**ESERCIZIO 1**
Filtra l'elenco riportato più sotto e trascrivi ogni riga in cui compare la stringa "shirt".

**TESTO DATO**
Questa tematica è presente non solo, scopertamente, in questo romanzo, ma anche, in maniera meno immediata, negli altri romanzi. Questa sensibilità al passare del tempo accomuna Errico ai più grandi autori della letteratura di tutti i tempi. I vari personaggi del libro parlano ma a noi sembra che si tratti di un sonniloquio, una lunga confessione notturna, e non sappiamo se, alla fine della notte, essi svaporeranno, con le prime luci dell’alba, o resteranno presenze tangibili nella loro vita che non è, non è più, o non è mai stata, la vita del protagonista. Vita sospesa, nella rarefazione delle atmosfere del romanzo, tra la notte con la sua nebulosità dionisiaca, regno delle forze oscure, mistiche e irrazionali, e il giorno, con la sua luminosità apollinea e la sua razionalità.

**Voci da una fonte di dati**
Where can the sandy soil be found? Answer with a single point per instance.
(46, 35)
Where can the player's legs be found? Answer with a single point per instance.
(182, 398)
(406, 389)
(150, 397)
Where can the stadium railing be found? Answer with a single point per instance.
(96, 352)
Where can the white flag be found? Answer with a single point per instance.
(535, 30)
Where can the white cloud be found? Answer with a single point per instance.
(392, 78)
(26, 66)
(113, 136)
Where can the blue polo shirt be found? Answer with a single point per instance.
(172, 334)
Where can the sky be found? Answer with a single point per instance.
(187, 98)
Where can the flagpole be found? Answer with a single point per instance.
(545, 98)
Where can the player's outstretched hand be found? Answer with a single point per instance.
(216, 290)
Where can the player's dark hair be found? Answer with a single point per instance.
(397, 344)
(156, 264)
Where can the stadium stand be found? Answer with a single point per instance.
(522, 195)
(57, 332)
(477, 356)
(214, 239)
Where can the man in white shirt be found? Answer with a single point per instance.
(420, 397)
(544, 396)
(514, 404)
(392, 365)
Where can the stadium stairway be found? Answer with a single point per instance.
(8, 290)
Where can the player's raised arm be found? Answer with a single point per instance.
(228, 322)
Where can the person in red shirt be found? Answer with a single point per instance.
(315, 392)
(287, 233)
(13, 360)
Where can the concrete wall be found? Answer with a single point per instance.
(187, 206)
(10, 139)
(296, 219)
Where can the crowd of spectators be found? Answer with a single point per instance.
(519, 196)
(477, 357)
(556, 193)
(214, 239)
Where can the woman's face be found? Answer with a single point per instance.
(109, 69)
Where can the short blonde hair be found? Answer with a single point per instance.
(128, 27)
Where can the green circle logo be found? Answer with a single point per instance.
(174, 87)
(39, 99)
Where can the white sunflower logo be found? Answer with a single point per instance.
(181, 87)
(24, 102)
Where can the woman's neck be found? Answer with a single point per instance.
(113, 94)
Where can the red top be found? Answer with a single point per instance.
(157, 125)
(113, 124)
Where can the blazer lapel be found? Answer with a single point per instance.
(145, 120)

**ESERCIZIO 2**
Elenca gli aggettivi che, nel brano sul romanzo, qualificano le forze di cui la notte è detta regno.

**RISPOSTA FINALE 1**
Where can the blue polo shirt be found? Answer with a single point per instance.
Where can the man in white shirt be found? Answer with a single point per instance.
Where can the person in red shirt be found? Answer with a single point per instance.

**RISPOSTA FINALE 2**
oscure, mistiche, irrazionali